* Textauszug *
Würzburger Stadtderby. WFV gegen Kickers. Blau gegen Rot. Seit vergangener Saison gibt es das prestigeträchtige Duell wieder auf Ligaebene. Zwar messen sich die Zellerauer „nur“ mit der U23 des Stadtrivalen, dennoch bewegte die Partie auch jüngst die Massen. Kamen zur ersten Begegnung an der Mainaustraße im Vorjahr knapp 2000 Zuschauer, waren es diesmal immer rund 700 Anhänger, vorwiegend natürlich Fans der Hausherren, spielte doch zeitgleich am Dallenberg die Drittligamannschaft der Rothosen. Dennoch herrschte in der altehrwürdigen Sepp-Endres-Sportanlage enthusiastische Derbyatmosphäre, was natürlich auch am Höhenflug der Elf von Marc Reitmaier lag. Denn die Blauen sind in dieser Saison zu Hause noch unbesiegt und mussten nur einmal überhaupt auf heimischem Feld die Punkte teilen. Zudem hat sich der WFV in der Tabellenspitze der Bayernliga festgesetzt und liefert sich mit der Viktoria aus Aschaffenburg und dem SC Eltersdorf ein enges Kopf-an-Kopf-Rennen. Davon können die jungen Rothosen hingegen aktuell nur träumen. Zwar ist auch die Mannschaft von Christian Demirtas sehr heimstark, ließ in dieser Saison aber zumeist auswärts unnötige Punkte liegen. Dennoch wollten die Kickers dem Stadtrivalen gehörig in die Titelkampf-Suppe spucken. Dafür setzte der Ex-Profi auf bewährtes Personal. Nur sein Spielsystem richtete er defensiver aus als sonst. Auf der anderen Seite begann der frühere Kickers-Spieler Stefan Wasser anstelle von David Drösler in der Innenverteidigung und Reitmaier setzte erwartungsgemäß auf seine treffsichere Offensive.

* Aufgabe 1 *
Wie viele Zuschauer kamen laut dem Artikel zum Würzburger Stadtderby im Vorjahr zur ersten Begegnung an der Mainaustraße?

Einträge aus einer Datensammlung:
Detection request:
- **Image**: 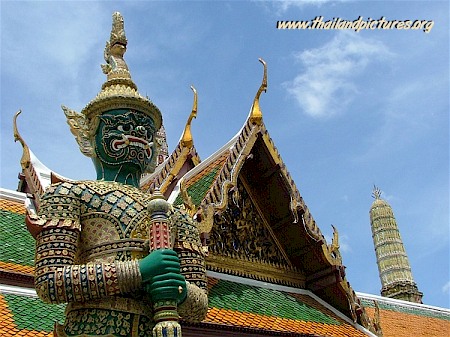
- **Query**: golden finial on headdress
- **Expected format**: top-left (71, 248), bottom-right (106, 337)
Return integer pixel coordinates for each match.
top-left (181, 85), bottom-right (197, 147)
top-left (250, 58), bottom-right (267, 125)
top-left (102, 12), bottom-right (130, 78)
top-left (62, 12), bottom-right (162, 157)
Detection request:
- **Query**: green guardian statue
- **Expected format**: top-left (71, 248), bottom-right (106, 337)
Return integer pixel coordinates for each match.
top-left (27, 13), bottom-right (208, 337)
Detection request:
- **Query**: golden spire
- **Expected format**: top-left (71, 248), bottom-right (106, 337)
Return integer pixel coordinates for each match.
top-left (13, 110), bottom-right (31, 170)
top-left (369, 186), bottom-right (423, 303)
top-left (250, 58), bottom-right (267, 125)
top-left (181, 85), bottom-right (197, 147)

* Aufgabe 2 *
Wiederhole bitte die Einträge wortgetreu, beginnend mit ihrer ersten Zeile und weiter bis einschließlich der Zeile mit „top-left (62, 12), bottom-right (162, 157)“. Lass die Bilder dabei weg.

* Lösung 1 *
Knapp 2000 Zuschauer.

* Lösung 2 *
Detection request:
- **Image**: 
- **Query**: golden finial on headdress
- **Expected format**: top-left (71, 248), bottom-right (106, 337)
Return integer pixel coordinates for each match.
top-left (181, 85), bottom-right (197, 147)
top-left (250, 58), bottom-right (267, 125)
top-left (102, 12), bottom-right (130, 78)
top-left (62, 12), bottom-right (162, 157)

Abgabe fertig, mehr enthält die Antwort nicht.